[Task prompt] Beginning with the line where "Expected output, for every instance of the shop" appears, retype every remaining line of the data below, both the first and last included.

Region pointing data

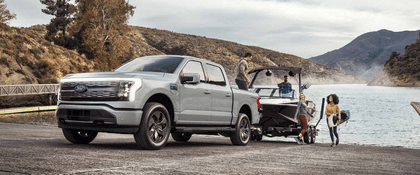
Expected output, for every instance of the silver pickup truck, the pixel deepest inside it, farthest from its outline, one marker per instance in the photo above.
(154, 96)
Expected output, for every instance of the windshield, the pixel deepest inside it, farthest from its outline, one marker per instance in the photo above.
(151, 64)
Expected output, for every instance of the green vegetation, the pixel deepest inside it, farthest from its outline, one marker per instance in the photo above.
(5, 14)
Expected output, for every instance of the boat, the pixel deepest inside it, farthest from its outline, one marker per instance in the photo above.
(279, 111)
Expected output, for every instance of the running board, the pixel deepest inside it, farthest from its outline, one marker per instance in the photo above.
(203, 129)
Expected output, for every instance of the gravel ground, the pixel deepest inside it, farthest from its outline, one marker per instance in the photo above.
(39, 149)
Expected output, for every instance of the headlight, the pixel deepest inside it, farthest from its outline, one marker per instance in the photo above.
(124, 90)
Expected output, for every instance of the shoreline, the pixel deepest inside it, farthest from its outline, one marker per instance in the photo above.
(48, 119)
(34, 149)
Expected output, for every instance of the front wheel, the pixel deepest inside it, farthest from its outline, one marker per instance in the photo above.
(155, 127)
(79, 136)
(242, 132)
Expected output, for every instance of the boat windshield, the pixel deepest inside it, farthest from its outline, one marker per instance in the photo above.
(151, 64)
(274, 92)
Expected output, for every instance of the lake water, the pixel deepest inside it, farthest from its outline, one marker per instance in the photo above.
(380, 116)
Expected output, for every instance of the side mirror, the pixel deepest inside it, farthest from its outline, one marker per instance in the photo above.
(306, 86)
(190, 78)
(292, 74)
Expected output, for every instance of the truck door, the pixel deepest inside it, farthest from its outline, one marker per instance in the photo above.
(221, 96)
(195, 99)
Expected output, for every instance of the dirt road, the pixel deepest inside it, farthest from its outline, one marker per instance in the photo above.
(34, 149)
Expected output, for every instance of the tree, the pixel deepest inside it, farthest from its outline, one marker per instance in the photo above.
(5, 14)
(101, 27)
(63, 12)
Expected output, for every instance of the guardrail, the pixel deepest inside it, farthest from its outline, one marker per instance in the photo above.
(27, 109)
(28, 89)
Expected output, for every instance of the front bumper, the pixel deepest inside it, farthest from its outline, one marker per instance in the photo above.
(101, 118)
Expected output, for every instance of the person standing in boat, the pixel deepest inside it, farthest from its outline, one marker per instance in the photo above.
(302, 116)
(332, 110)
(241, 79)
(285, 87)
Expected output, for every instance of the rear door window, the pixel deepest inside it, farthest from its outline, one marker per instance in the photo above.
(215, 75)
(195, 67)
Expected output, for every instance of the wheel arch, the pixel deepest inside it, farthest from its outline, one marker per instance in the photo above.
(165, 101)
(246, 110)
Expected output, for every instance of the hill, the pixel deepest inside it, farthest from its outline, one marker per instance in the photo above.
(401, 70)
(27, 58)
(366, 55)
(146, 40)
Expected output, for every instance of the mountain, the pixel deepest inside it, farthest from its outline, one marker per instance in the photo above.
(27, 58)
(146, 40)
(401, 70)
(366, 55)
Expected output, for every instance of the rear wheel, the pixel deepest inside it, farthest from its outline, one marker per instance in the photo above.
(79, 136)
(256, 137)
(181, 137)
(242, 132)
(155, 127)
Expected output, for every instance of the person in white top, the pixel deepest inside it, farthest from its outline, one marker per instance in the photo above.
(241, 79)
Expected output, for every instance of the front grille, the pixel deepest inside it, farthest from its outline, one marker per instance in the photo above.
(96, 91)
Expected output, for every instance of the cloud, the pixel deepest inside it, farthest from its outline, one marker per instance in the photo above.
(304, 28)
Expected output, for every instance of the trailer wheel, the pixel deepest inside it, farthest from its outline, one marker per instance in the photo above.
(307, 136)
(256, 137)
(259, 137)
(313, 135)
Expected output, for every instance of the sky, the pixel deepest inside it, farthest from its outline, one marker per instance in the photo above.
(304, 28)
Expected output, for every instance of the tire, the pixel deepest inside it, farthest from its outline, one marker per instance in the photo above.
(256, 137)
(259, 137)
(79, 136)
(313, 135)
(155, 127)
(306, 136)
(242, 133)
(181, 137)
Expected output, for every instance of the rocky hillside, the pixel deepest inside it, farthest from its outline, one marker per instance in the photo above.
(401, 70)
(27, 58)
(146, 41)
(366, 55)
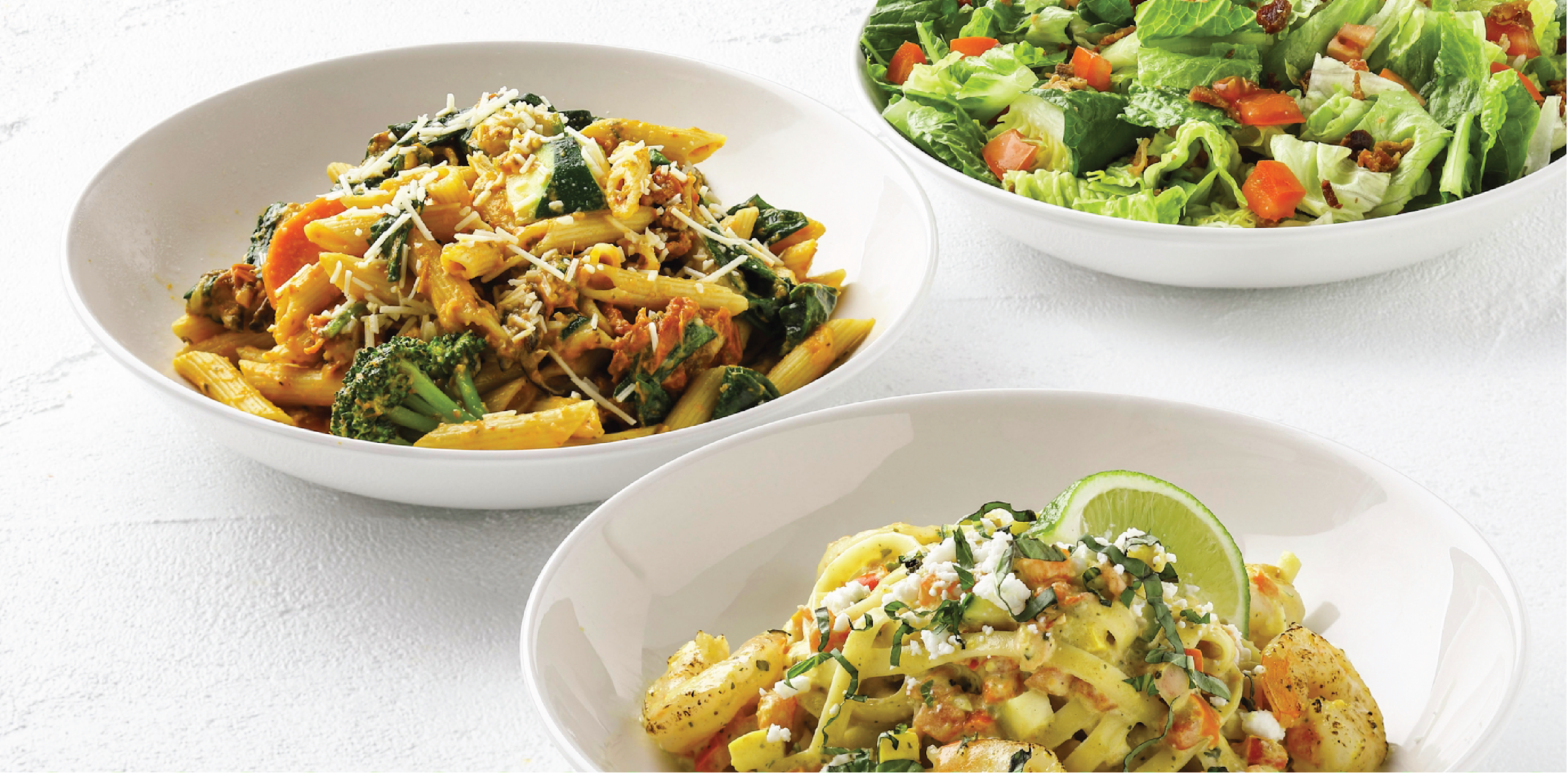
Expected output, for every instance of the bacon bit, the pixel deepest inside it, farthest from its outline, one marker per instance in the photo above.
(1359, 140)
(1385, 156)
(1513, 13)
(1065, 83)
(1329, 195)
(1133, 29)
(1208, 96)
(1274, 16)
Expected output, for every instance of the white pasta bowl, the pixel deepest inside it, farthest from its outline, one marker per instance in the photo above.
(1224, 256)
(726, 540)
(183, 200)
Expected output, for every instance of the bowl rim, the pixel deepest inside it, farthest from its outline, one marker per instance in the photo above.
(176, 391)
(866, 105)
(600, 516)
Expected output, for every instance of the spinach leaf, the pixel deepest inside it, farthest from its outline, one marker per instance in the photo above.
(262, 237)
(741, 390)
(810, 304)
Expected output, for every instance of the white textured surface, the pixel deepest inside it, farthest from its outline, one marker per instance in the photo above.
(167, 604)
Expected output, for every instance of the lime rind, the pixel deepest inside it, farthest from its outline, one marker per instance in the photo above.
(1110, 502)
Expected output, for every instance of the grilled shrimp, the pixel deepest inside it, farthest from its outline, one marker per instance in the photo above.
(1325, 709)
(704, 687)
(1275, 603)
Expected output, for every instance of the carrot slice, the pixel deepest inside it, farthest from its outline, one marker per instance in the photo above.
(903, 62)
(1269, 108)
(1272, 190)
(1529, 87)
(1009, 151)
(973, 46)
(1092, 68)
(290, 250)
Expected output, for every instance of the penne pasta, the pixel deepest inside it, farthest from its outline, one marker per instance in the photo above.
(292, 385)
(818, 353)
(217, 379)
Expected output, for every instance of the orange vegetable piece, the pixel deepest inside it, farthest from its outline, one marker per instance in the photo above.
(1269, 108)
(1092, 68)
(903, 60)
(289, 250)
(1529, 87)
(1351, 41)
(973, 46)
(1009, 151)
(1272, 190)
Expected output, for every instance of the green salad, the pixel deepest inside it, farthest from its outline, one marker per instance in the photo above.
(1227, 112)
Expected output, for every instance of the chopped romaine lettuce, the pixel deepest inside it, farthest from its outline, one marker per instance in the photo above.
(1175, 19)
(1161, 108)
(1076, 130)
(1159, 68)
(944, 132)
(1355, 189)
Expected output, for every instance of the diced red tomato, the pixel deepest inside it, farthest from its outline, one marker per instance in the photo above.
(1351, 41)
(1009, 151)
(1529, 85)
(1393, 76)
(973, 46)
(289, 250)
(1272, 190)
(1269, 108)
(903, 60)
(1520, 38)
(1092, 68)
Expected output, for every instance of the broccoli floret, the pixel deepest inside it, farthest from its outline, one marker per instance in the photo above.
(404, 383)
(457, 360)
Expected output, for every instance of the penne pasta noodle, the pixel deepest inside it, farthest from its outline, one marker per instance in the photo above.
(217, 379)
(292, 385)
(513, 432)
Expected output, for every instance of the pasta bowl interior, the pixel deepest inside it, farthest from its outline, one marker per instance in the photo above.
(184, 198)
(701, 545)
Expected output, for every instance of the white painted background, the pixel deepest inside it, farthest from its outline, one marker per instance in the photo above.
(168, 604)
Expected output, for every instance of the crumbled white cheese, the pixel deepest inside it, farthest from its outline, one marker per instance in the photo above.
(1261, 725)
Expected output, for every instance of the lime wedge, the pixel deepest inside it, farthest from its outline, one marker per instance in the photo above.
(1107, 503)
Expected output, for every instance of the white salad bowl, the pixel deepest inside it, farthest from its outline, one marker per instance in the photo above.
(183, 200)
(726, 540)
(1224, 256)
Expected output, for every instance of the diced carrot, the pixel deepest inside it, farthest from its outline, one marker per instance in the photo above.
(1520, 38)
(1351, 41)
(1233, 88)
(1529, 85)
(973, 46)
(1269, 108)
(1092, 68)
(1272, 190)
(290, 250)
(1393, 76)
(903, 60)
(1009, 151)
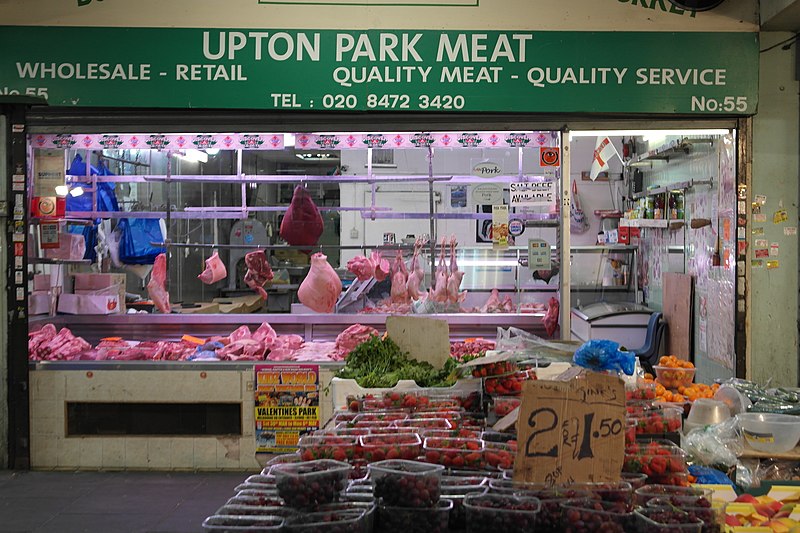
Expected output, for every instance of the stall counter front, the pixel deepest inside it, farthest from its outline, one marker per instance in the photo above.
(217, 397)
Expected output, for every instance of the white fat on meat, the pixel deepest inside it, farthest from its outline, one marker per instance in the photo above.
(215, 270)
(258, 272)
(362, 268)
(156, 287)
(455, 278)
(417, 274)
(321, 288)
(399, 292)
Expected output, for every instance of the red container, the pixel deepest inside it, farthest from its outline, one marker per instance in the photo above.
(455, 453)
(336, 447)
(398, 446)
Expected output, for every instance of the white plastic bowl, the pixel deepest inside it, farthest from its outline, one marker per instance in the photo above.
(770, 433)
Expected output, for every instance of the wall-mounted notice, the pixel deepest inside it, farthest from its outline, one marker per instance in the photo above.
(533, 193)
(538, 254)
(571, 431)
(286, 405)
(487, 194)
(499, 226)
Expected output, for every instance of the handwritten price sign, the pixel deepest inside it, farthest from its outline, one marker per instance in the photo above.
(571, 431)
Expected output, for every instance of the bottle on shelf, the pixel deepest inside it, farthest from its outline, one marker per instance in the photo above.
(658, 211)
(673, 206)
(649, 211)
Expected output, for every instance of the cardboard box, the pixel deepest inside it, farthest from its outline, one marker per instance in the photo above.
(571, 430)
(84, 304)
(41, 282)
(107, 291)
(102, 285)
(93, 281)
(71, 246)
(39, 302)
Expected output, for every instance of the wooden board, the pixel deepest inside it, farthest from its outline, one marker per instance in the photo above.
(750, 453)
(571, 431)
(203, 308)
(425, 339)
(239, 304)
(677, 308)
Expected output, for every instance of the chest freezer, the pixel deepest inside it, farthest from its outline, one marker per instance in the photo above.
(625, 323)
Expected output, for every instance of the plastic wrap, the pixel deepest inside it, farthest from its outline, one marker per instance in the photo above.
(602, 355)
(718, 444)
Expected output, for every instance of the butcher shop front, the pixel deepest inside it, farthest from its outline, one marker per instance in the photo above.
(229, 210)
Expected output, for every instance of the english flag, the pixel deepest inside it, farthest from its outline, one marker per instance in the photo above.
(603, 152)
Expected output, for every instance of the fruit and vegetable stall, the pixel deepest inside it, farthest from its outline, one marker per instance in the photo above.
(467, 449)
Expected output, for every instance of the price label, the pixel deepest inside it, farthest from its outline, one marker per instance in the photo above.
(48, 235)
(538, 254)
(571, 431)
(532, 193)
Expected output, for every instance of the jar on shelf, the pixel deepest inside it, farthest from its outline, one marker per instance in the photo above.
(649, 209)
(658, 211)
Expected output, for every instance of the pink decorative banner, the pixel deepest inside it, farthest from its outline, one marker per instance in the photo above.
(157, 141)
(347, 141)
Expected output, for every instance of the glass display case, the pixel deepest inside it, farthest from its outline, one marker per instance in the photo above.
(423, 205)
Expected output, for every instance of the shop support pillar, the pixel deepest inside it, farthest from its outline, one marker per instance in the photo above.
(13, 210)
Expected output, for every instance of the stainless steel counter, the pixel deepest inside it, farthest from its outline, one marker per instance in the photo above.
(313, 327)
(166, 365)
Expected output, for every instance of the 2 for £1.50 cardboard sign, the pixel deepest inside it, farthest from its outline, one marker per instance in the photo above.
(571, 431)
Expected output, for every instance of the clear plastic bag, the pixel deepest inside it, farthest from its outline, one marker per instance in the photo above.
(718, 444)
(137, 235)
(517, 340)
(600, 355)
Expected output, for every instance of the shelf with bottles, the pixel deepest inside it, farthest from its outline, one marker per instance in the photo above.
(672, 187)
(661, 208)
(676, 149)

[Result]
Expected output, for every instance of the shop support pillar, the pixel deepest inside it, farthest from its outline, one marker per instance in the photo above.
(13, 210)
Expected output, for every instance of the stainless steel counter, the pixel deepest inside it, farthest from its outline, one marker per instance in the photo above.
(313, 327)
(166, 365)
Expected output, for every instance of the 2 for £1.50 cardboard sign, the pixel deepest inside it, farthest from its outline, one marker per instance in the photo above.
(571, 431)
Expected output, for every instance of the clear plastic bag, the pixel deepest inside it, farthest from its outline, one marker per instance in the photo above.
(718, 444)
(137, 235)
(517, 340)
(600, 355)
Expected output, for every instance of the shelf with bottles, the pixel deepest inside it, farthest from its outline, one marker per instance in the photo above.
(672, 187)
(661, 208)
(676, 149)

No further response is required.